Return all the records, each one exactly as given.

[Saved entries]
--------------------------------------------------
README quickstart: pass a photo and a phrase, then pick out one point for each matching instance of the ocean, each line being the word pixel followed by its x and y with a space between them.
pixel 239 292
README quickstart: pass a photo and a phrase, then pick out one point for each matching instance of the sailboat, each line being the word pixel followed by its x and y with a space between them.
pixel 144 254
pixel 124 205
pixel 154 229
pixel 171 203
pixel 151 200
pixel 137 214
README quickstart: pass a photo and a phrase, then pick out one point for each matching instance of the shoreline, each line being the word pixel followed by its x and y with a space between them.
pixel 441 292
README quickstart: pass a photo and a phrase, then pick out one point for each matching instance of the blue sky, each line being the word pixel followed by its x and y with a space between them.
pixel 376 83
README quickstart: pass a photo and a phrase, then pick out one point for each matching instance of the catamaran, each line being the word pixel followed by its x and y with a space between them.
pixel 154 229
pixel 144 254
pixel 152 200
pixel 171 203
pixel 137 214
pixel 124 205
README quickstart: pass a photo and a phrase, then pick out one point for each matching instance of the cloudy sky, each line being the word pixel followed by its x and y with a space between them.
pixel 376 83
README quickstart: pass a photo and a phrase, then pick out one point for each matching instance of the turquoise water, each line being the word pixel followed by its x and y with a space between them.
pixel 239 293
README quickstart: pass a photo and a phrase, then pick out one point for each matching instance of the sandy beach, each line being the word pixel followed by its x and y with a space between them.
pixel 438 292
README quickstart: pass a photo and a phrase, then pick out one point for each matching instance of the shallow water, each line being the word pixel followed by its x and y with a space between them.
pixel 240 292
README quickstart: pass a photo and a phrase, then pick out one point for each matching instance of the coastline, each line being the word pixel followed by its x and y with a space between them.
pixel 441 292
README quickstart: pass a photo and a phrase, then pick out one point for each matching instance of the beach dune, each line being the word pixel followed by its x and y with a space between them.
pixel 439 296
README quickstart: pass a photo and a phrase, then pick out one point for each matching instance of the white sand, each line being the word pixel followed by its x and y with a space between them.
--------------------------------------------------
**Written solution**
README quickstart: pass a photo and a phrase, then pick out one point for each matching instance of the ocean, each line being the word pixel followed by its x and y with a space between them.
pixel 239 292
README quickstart: pass a photo and a phrase, then pick out one point for each matching instance of the sailboat, each line being the word pixel followed by its x and y with a space between them.
pixel 144 254
pixel 124 205
pixel 154 229
pixel 171 203
pixel 151 200
pixel 137 214
README quickstart: pass a photo and a phrase, then pick out one point for each matching instance of the shoreline, each line being the word pixel followed by its x and y with a space between them.
pixel 441 292
README quickstart: pass a photo and a phrase, then pick out one point for each matching instance of the blue sky, each line being the word pixel followed by its x and y with a space between them.
pixel 376 83
README quickstart: pass a photo and a phrase, then pick out one point for each matching instance of the catamaran, each line being the word pixel followed by its x and y with a space between them.
pixel 154 229
pixel 144 254
pixel 152 200
pixel 171 203
pixel 137 214
pixel 124 205
README quickstart: pass a photo and a phrase, then pick out one point for each matching instance of the cloudy sky, each line being the word pixel followed by its x and y with a space between them.
pixel 376 83
README quickstart: pass a photo and a phrase, then pick out one point for each matching instance of the turquoise water, each line being the word pixel followed by its x and y with a space between them.
pixel 239 293
README quickstart: pass a photo and a phrase, then pick out one point for each matching instance of the sandy beach, each line being the word pixel followed by its x and y with a space between them.
pixel 438 292
README quickstart: pass a photo and a phrase, then pick out one point for each matching instance of the shallow water, each line being the word pixel followed by its x and y with a space between them.
pixel 240 292
README quickstart: pass a photo and a phrase, then pick out one point for each matching instance of the coastline, each line being the word pixel followed by its x and y with a space between them.
pixel 441 292
README quickstart: pass a photo and a phrase, then pick out one point for each matching instance of the beach dune, each line being the word pixel followed by its x and y with a space between them.
pixel 439 296
README quickstart: pass a photo and a phrase, then pick out one point for each matching instance of the white sand, each line being the word pixel followed by its x and y with a space between them.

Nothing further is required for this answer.